Problem:
Retype each line of the listing below without any changes.

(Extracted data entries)
• • •

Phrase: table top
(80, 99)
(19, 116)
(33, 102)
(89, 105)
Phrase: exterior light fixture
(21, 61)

• • •

Answer to this problem:
Phrase: table top
(80, 99)
(19, 116)
(33, 102)
(89, 105)
Phrase: exterior light fixture
(21, 61)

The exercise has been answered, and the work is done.